[THE PROBLEM] Type the records out again in full, exactly.

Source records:
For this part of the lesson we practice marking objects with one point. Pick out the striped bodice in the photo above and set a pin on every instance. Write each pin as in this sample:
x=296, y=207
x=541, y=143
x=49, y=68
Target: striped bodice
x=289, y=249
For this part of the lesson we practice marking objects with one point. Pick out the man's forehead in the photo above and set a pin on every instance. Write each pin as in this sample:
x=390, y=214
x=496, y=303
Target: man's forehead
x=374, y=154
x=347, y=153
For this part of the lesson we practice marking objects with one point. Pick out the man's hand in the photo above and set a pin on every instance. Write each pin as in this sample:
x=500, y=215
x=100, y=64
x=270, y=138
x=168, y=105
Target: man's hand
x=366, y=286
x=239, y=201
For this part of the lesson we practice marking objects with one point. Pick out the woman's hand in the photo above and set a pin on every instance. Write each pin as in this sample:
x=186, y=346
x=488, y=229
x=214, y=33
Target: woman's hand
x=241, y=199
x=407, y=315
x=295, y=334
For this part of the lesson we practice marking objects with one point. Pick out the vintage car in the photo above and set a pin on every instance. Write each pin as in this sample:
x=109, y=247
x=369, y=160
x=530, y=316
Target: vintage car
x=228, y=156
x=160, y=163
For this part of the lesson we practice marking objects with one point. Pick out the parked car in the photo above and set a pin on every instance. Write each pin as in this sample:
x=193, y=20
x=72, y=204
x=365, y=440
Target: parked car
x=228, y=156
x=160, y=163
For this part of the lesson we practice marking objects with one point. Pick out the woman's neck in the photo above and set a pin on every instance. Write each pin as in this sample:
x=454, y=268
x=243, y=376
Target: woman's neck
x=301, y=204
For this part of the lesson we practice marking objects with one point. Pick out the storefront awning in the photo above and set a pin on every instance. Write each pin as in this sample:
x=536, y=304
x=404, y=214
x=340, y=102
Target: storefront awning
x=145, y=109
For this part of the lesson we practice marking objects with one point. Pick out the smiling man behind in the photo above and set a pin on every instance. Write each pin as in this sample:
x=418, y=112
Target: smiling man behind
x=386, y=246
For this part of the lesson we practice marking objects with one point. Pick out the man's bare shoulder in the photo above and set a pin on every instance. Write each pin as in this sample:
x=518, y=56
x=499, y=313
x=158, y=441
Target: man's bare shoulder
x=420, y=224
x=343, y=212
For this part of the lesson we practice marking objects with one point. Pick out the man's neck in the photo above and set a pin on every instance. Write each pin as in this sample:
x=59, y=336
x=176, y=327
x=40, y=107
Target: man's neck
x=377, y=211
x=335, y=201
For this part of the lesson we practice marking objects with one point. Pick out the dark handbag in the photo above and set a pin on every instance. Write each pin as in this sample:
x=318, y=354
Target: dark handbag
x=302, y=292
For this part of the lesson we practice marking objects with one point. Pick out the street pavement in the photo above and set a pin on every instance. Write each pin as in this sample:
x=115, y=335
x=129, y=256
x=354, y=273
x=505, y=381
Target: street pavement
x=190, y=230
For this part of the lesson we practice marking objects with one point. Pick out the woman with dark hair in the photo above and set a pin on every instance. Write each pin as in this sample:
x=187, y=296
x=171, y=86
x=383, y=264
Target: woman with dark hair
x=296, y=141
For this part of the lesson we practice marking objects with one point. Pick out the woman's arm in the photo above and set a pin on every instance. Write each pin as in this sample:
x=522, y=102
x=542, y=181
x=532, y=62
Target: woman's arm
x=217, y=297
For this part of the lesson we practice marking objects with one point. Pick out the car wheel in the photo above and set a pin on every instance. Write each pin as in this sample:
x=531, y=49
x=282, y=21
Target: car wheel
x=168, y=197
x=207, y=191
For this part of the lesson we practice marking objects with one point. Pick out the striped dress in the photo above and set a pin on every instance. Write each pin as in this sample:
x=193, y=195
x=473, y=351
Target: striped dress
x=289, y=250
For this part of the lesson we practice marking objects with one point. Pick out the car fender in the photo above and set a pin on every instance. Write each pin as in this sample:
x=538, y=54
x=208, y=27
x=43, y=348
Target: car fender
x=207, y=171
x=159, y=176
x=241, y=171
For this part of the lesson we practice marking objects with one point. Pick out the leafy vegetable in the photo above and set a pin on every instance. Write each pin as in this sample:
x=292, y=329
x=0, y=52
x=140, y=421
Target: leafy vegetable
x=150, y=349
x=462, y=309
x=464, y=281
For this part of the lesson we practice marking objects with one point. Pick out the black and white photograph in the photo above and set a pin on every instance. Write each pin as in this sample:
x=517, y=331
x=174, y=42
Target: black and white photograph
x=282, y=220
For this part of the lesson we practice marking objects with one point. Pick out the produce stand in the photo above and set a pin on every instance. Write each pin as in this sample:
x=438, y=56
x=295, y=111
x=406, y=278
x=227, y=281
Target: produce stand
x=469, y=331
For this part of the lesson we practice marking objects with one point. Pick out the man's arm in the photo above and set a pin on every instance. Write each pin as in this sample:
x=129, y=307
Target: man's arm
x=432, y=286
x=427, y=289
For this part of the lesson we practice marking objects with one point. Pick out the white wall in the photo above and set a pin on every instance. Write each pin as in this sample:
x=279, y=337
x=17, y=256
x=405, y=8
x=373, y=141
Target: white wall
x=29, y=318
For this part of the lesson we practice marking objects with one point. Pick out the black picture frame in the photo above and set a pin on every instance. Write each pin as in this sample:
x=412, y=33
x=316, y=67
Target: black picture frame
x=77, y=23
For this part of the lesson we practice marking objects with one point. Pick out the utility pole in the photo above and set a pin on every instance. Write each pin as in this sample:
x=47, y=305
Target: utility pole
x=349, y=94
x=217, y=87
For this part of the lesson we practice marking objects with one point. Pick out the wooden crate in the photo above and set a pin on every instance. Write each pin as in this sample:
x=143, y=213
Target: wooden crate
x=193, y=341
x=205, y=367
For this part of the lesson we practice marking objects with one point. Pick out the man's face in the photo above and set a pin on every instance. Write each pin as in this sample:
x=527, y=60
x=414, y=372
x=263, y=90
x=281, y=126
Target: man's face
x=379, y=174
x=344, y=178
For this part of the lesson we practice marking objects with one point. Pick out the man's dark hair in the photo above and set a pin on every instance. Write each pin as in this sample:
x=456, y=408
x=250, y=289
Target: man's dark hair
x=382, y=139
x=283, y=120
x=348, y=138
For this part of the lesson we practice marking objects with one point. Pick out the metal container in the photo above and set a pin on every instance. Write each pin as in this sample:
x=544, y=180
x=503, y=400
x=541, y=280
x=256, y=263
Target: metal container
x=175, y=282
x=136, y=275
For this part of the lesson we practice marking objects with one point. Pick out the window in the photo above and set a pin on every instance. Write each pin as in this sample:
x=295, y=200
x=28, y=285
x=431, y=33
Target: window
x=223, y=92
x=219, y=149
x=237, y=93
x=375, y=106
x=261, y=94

[WRITTEN RESPONSE]
For this part of the lesson we practice marking objects with one point. Pick out the striped bodice in the photo above and set a pin on every instance. Write each pin as in this sample:
x=296, y=207
x=541, y=143
x=49, y=68
Target: striped bodice
x=289, y=249
For this part of the lesson we practice marking objects with one point. Pick out the man's forehead in the photo above and set a pin on every instance. Write each pin as in this sample:
x=390, y=214
x=496, y=303
Target: man's forehead
x=374, y=154
x=347, y=153
For this part of the lesson we practice marking objects with one point. Pick out the man's hand in the photo above and set a pin on every instance. Write each pin as in this sample:
x=500, y=215
x=100, y=64
x=270, y=138
x=168, y=105
Target: man's hand
x=366, y=286
x=239, y=201
For this part of the lesson we practice marking objects with one point. Pick out the woman's hand in the photo above and set a pin on every instance. Write each pin as in this sample:
x=186, y=346
x=488, y=229
x=214, y=33
Target: woman's hand
x=241, y=199
x=407, y=315
x=295, y=334
For this part of the lesson we practice marking objects with one point. Pick out the vintage car in the photo above and set a pin on every instance. Write each pin as in this sample:
x=109, y=247
x=369, y=160
x=530, y=316
Target: vintage car
x=228, y=156
x=160, y=163
For this part of the lesson we practice marking objects with one point. Pick out the parked car in the photo above and set a pin on every instance. Write each pin as in this sample:
x=193, y=20
x=72, y=204
x=365, y=440
Target: parked car
x=228, y=156
x=160, y=163
For this part of the lesson we practice marking objects with one point. Pick out the woman's neck in the photo above and set a pin on every instance. Write each pin as in this sample:
x=454, y=268
x=243, y=376
Target: woman's neck
x=301, y=204
For this part of the lesson we practice marking objects with one point. Pick out the storefront awning in the photo above and set a pin on every instance. Write each pin as in this sample:
x=536, y=304
x=404, y=214
x=340, y=102
Target: storefront awning
x=145, y=109
For this part of the lesson we practice marking objects with one point. Pick out the smiling man behind in the photo above and set a pin on every instance. Write each pin as in this sample:
x=418, y=112
Target: smiling man behind
x=386, y=246
For this part of the lesson we practice marking objects with one point. Pick out the man's bare shoulder in the photo above and set a pin on every instance. Write each pin as in this sample:
x=518, y=56
x=499, y=313
x=158, y=441
Target: man's bare shoulder
x=420, y=224
x=343, y=212
For this part of the lesson we practice marking objects with one point. Pick out the man's neck in the photo above and set a pin on every instance. Write each pin as in this sample:
x=59, y=336
x=176, y=327
x=40, y=107
Target: man's neck
x=377, y=211
x=335, y=201
For this part of the lesson we practice marking objects with one point. Pick out the dark handbag in the photo above and set a pin on every instance. Write each pin as in this sample:
x=318, y=354
Target: dark handbag
x=302, y=292
For this part of the lesson we practice marking objects with one point. Pick out the street pavement in the photo above and set a pin on every instance. Write each pin as in this sample:
x=115, y=335
x=129, y=256
x=354, y=273
x=505, y=381
Target: street pavement
x=190, y=230
For this part of the lesson we practice marking objects with one point. Pick out the woman with dark hair in the photo above and set a pin on every instance. Write each pin as in this sample:
x=187, y=296
x=171, y=86
x=383, y=264
Target: woman with dark hair
x=296, y=141
For this part of the lesson we practice marking objects with one point. Pick out the woman's arm in the photo above and set a pin on every instance. Write each pin as in this sample:
x=522, y=102
x=542, y=181
x=532, y=62
Target: woman's arm
x=217, y=297
For this part of the lesson we practice marking objects with one point. Pick out the car wheel in the photo above and set a pin on every instance. Write each pin as in this sample:
x=531, y=49
x=282, y=21
Target: car wheel
x=168, y=197
x=207, y=191
For this part of the lesson we practice marking objects with one point. Pick out the striped dress in the photo above and set a pin on every instance. Write each pin as in this sample:
x=193, y=195
x=473, y=351
Target: striped dress
x=289, y=250
For this part of the lesson we practice marking objects with one point. Pick out the car fender in the photo above and set a pin on every instance. Write each pin as in this sample:
x=538, y=54
x=208, y=27
x=43, y=348
Target: car fender
x=207, y=171
x=159, y=176
x=241, y=171
For this part of the lesson we practice marking objects with one point. Pick out the leafy vegetable in the photo above and set a pin on every instance. Write each pin as in this sample:
x=292, y=329
x=0, y=52
x=140, y=421
Target: leafy vegetable
x=150, y=349
x=462, y=309
x=464, y=281
For this part of the lesson we practice marking objects with one point. Pick out the black and white photograph in the photo above and set a pin on every instance. Write each pin as in this sample:
x=517, y=331
x=174, y=42
Target: black and white photograph
x=282, y=220
For this part of the lesson we practice marking objects with one point. Pick out the produce stand in the photo above and set a pin on every instance. Write each pin as in this sample:
x=438, y=56
x=295, y=111
x=406, y=278
x=227, y=281
Target: produce stand
x=469, y=331
For this part of the lesson we practice marking objects with one point. Pick out the man's arm in the photo above and set a pin on every instance. Write each pin as in this sample:
x=129, y=307
Target: man's arm
x=432, y=286
x=427, y=289
For this part of the lesson we practice marking objects with one point. Pick out the white wall in the photo above and set a pin on every instance. Write each pin as in this sample:
x=279, y=337
x=17, y=256
x=405, y=8
x=373, y=141
Target: white wall
x=29, y=318
For this part of the lesson we practice marking objects with one point. Pick out the black picture frame in the photo above and set a pin on every instance. Write each pin as in this sample:
x=412, y=33
x=316, y=67
Target: black picture frame
x=77, y=23
For this part of the lesson we practice marking objects with one point. Pick out the utility pole in the photo above and set a pin on every instance. Write each pin as in this sample:
x=47, y=305
Target: utility pole
x=349, y=94
x=217, y=87
For this part of the lesson we practice marking objects with one point. Pick out the wooden crate in the photo above and set a pin on every instance. Write each pin as in this sample:
x=143, y=213
Target: wooden crate
x=193, y=341
x=205, y=367
For this part of the lesson we practice marking objects with one point. Pick out the man's face in the photo above and set a pin on every instance. Write each pin as in this sample:
x=527, y=60
x=414, y=372
x=263, y=90
x=281, y=126
Target: man's face
x=379, y=174
x=344, y=178
For this part of the lesson we practice marking objects with one point. Pick out the man's dark hair in the photo above and set a pin on every instance. Write each pin as in this sample:
x=456, y=408
x=250, y=289
Target: man's dark hair
x=382, y=139
x=283, y=120
x=348, y=138
For this part of the lesson we practice marking objects with one point. Pick out the metal container in the photo above and set a pin on every instance. Write each pin as in this sample:
x=544, y=180
x=503, y=400
x=541, y=280
x=256, y=263
Target: metal container
x=175, y=282
x=136, y=275
For this part of the lesson we practice marking objects with one point. Pick out the window in the photo above and set a pin on every instance. Write each pin as in this sample:
x=295, y=200
x=28, y=285
x=431, y=33
Target: window
x=223, y=92
x=219, y=149
x=237, y=93
x=375, y=106
x=261, y=94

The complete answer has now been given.